Beginning with the line below that contains "Target: red stripe" and ending with the line that contains "Target: propeller blade", copy every line exactly. Copy nothing else.

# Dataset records
○ ○ ○ ○ ○ ○ ○

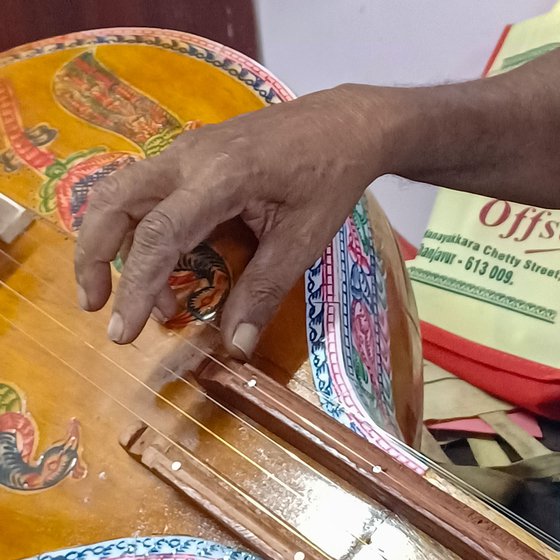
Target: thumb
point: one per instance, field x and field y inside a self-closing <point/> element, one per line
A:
<point x="277" y="264"/>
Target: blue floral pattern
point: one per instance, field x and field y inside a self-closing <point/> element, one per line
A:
<point x="150" y="548"/>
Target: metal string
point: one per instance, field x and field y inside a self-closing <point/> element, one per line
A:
<point x="180" y="410"/>
<point x="44" y="221"/>
<point x="233" y="372"/>
<point x="93" y="318"/>
<point x="175" y="444"/>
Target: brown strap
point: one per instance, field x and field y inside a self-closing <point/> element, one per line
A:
<point x="488" y="453"/>
<point x="523" y="443"/>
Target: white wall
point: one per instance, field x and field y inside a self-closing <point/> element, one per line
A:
<point x="316" y="44"/>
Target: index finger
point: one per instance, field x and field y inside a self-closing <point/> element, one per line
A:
<point x="116" y="204"/>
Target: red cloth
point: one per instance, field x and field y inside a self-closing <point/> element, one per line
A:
<point x="522" y="382"/>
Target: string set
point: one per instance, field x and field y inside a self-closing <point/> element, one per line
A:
<point x="167" y="401"/>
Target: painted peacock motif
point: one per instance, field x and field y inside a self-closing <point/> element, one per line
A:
<point x="18" y="444"/>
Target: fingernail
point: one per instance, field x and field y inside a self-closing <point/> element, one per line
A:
<point x="82" y="298"/>
<point x="159" y="316"/>
<point x="116" y="327"/>
<point x="245" y="338"/>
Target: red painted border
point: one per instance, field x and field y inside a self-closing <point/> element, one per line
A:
<point x="497" y="49"/>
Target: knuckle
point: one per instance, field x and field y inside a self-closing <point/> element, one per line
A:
<point x="156" y="229"/>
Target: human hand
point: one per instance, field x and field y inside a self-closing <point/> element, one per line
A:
<point x="291" y="172"/>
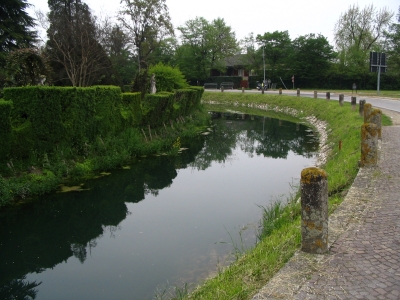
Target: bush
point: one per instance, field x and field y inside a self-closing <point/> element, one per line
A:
<point x="5" y="128"/>
<point x="168" y="78"/>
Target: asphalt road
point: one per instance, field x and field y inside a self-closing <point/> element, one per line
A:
<point x="386" y="103"/>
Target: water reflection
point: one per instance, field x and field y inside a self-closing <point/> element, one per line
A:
<point x="261" y="136"/>
<point x="41" y="236"/>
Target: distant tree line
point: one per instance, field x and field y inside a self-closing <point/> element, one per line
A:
<point x="83" y="50"/>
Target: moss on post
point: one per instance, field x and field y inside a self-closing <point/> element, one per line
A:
<point x="369" y="145"/>
<point x="314" y="210"/>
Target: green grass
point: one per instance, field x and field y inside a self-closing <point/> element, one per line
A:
<point x="281" y="235"/>
<point x="360" y="93"/>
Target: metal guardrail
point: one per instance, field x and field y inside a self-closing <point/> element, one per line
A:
<point x="228" y="85"/>
<point x="210" y="86"/>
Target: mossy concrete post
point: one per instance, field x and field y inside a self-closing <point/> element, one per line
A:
<point x="314" y="210"/>
<point x="341" y="99"/>
<point x="353" y="102"/>
<point x="361" y="107"/>
<point x="369" y="145"/>
<point x="376" y="118"/>
<point x="367" y="112"/>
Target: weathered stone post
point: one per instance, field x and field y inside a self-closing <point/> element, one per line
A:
<point x="369" y="145"/>
<point x="367" y="112"/>
<point x="353" y="102"/>
<point x="361" y="107"/>
<point x="341" y="99"/>
<point x="314" y="210"/>
<point x="376" y="118"/>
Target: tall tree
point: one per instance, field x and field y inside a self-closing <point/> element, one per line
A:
<point x="356" y="33"/>
<point x="27" y="67"/>
<point x="124" y="65"/>
<point x="311" y="58"/>
<point x="277" y="46"/>
<point x="15" y="27"/>
<point x="251" y="55"/>
<point x="147" y="23"/>
<point x="73" y="43"/>
<point x="206" y="46"/>
<point x="15" y="31"/>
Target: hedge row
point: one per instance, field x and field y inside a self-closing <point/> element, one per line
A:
<point x="41" y="118"/>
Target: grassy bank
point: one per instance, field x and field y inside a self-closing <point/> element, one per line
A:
<point x="281" y="234"/>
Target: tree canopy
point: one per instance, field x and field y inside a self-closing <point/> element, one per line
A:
<point x="73" y="43"/>
<point x="205" y="46"/>
<point x="356" y="33"/>
<point x="147" y="24"/>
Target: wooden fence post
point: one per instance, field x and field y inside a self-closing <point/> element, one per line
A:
<point x="314" y="210"/>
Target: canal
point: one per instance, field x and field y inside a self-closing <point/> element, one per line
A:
<point x="162" y="221"/>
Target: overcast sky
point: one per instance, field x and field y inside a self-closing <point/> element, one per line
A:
<point x="297" y="17"/>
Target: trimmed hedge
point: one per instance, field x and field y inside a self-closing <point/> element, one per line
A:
<point x="157" y="108"/>
<point x="5" y="128"/>
<point x="41" y="118"/>
<point x="131" y="108"/>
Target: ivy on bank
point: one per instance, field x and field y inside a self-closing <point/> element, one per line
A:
<point x="50" y="133"/>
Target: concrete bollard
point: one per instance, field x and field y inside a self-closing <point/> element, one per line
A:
<point x="376" y="118"/>
<point x="369" y="145"/>
<point x="341" y="99"/>
<point x="353" y="102"/>
<point x="314" y="210"/>
<point x="367" y="112"/>
<point x="361" y="107"/>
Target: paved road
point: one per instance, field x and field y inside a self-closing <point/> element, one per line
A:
<point x="387" y="103"/>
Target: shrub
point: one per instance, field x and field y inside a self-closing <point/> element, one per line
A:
<point x="5" y="128"/>
<point x="168" y="78"/>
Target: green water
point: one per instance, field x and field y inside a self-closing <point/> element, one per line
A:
<point x="165" y="221"/>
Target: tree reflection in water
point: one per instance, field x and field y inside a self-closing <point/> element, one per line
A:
<point x="41" y="235"/>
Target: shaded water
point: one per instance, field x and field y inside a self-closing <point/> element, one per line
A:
<point x="166" y="220"/>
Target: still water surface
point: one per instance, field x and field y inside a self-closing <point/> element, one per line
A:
<point x="165" y="221"/>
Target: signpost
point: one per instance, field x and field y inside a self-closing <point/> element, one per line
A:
<point x="377" y="63"/>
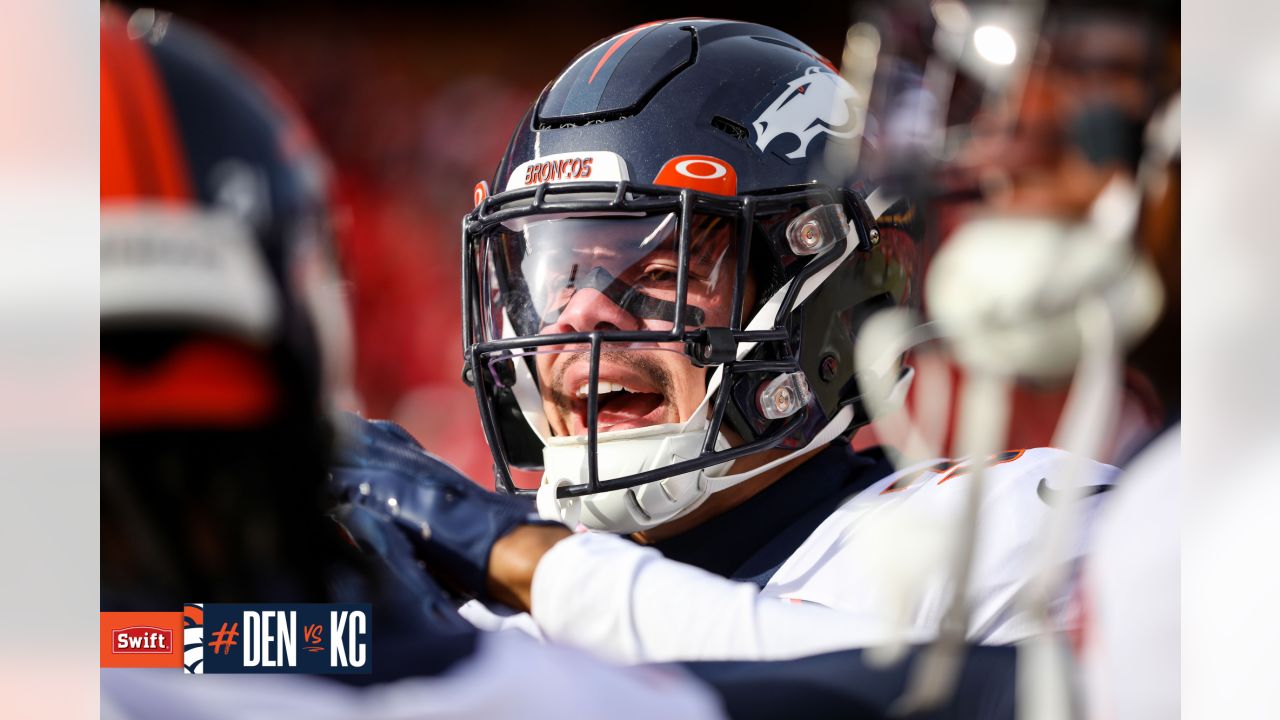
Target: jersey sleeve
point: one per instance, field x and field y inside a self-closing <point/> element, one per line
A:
<point x="629" y="604"/>
<point x="883" y="556"/>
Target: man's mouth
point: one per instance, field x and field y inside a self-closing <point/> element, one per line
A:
<point x="632" y="392"/>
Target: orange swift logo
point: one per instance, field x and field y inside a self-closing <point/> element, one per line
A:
<point x="141" y="639"/>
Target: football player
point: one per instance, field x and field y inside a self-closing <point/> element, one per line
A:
<point x="663" y="285"/>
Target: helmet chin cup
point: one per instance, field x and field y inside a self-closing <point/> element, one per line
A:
<point x="625" y="452"/>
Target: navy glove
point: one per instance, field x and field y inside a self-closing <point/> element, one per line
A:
<point x="451" y="522"/>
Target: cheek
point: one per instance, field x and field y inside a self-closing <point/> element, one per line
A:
<point x="690" y="386"/>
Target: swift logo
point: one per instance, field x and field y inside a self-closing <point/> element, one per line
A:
<point x="813" y="104"/>
<point x="142" y="639"/>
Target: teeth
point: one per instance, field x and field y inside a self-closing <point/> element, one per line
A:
<point x="606" y="387"/>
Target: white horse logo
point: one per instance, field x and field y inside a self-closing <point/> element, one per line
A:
<point x="814" y="103"/>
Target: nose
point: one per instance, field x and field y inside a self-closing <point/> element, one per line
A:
<point x="590" y="310"/>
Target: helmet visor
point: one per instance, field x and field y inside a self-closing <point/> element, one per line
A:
<point x="615" y="272"/>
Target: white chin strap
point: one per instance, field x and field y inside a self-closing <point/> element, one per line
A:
<point x="625" y="452"/>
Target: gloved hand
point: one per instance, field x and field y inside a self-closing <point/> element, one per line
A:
<point x="452" y="522"/>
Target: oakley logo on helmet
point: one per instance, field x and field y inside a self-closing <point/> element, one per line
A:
<point x="568" y="167"/>
<point x="812" y="104"/>
<point x="699" y="172"/>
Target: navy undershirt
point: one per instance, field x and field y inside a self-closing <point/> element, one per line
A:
<point x="753" y="540"/>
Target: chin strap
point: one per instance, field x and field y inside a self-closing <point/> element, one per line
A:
<point x="568" y="510"/>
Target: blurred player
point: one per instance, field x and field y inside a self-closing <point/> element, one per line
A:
<point x="662" y="296"/>
<point x="223" y="352"/>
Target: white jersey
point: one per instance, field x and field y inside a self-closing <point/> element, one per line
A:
<point x="871" y="573"/>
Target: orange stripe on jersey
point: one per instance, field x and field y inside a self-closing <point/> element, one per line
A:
<point x="141" y="153"/>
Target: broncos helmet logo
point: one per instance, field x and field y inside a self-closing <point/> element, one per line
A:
<point x="812" y="104"/>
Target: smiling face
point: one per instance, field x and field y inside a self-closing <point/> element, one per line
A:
<point x="627" y="282"/>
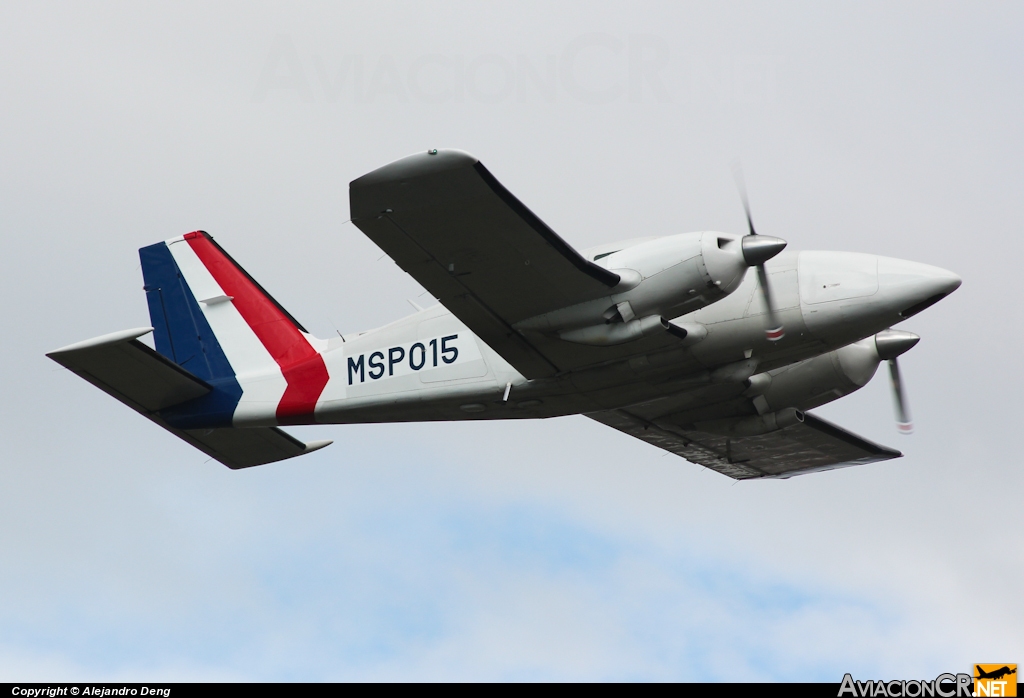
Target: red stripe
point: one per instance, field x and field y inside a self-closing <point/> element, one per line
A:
<point x="302" y="366"/>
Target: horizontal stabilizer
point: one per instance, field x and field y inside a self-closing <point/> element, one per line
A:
<point x="145" y="381"/>
<point x="123" y="366"/>
<point x="247" y="447"/>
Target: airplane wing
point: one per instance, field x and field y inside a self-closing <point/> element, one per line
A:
<point x="444" y="219"/>
<point x="145" y="381"/>
<point x="811" y="446"/>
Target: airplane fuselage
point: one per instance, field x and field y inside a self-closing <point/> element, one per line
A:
<point x="429" y="366"/>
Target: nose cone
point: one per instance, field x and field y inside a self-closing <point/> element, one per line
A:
<point x="759" y="249"/>
<point x="911" y="287"/>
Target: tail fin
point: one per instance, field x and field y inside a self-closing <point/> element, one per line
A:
<point x="213" y="319"/>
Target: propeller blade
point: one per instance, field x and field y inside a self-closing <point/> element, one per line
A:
<point x="737" y="173"/>
<point x="774" y="331"/>
<point x="757" y="251"/>
<point x="903" y="422"/>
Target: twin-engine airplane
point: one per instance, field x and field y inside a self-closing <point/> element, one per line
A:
<point x="670" y="339"/>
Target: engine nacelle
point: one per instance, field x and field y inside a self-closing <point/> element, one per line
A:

○ ○ ○ ○ ○ ○ ○

# Your solution
Target: red stripe
point: one per instance, field x and field y inside a self-closing <point/> element, one per line
A:
<point x="302" y="366"/>
Target: horizontal stabilizer
point: one per instance, field x and field y inside a self-closing <point/> element, one per line
A:
<point x="145" y="381"/>
<point x="123" y="366"/>
<point x="247" y="447"/>
Target: airplane wing
point: one per instance, field x and field y inside a self-closing <point/> element, one per line
A:
<point x="444" y="219"/>
<point x="145" y="381"/>
<point x="811" y="446"/>
Target: airplane fuselage
point: one per instance, field x and field y inside a self-closing <point/> element, one per line
A:
<point x="429" y="366"/>
Target: nose cone
point: one per instance, field x and field y inside a self-closing <point/> element, one per line
A:
<point x="759" y="249"/>
<point x="911" y="287"/>
Target: tail fin
point: one per instance, field x and field y inside a self-closing <point/> element, one per line
A:
<point x="213" y="319"/>
Target: propeller blade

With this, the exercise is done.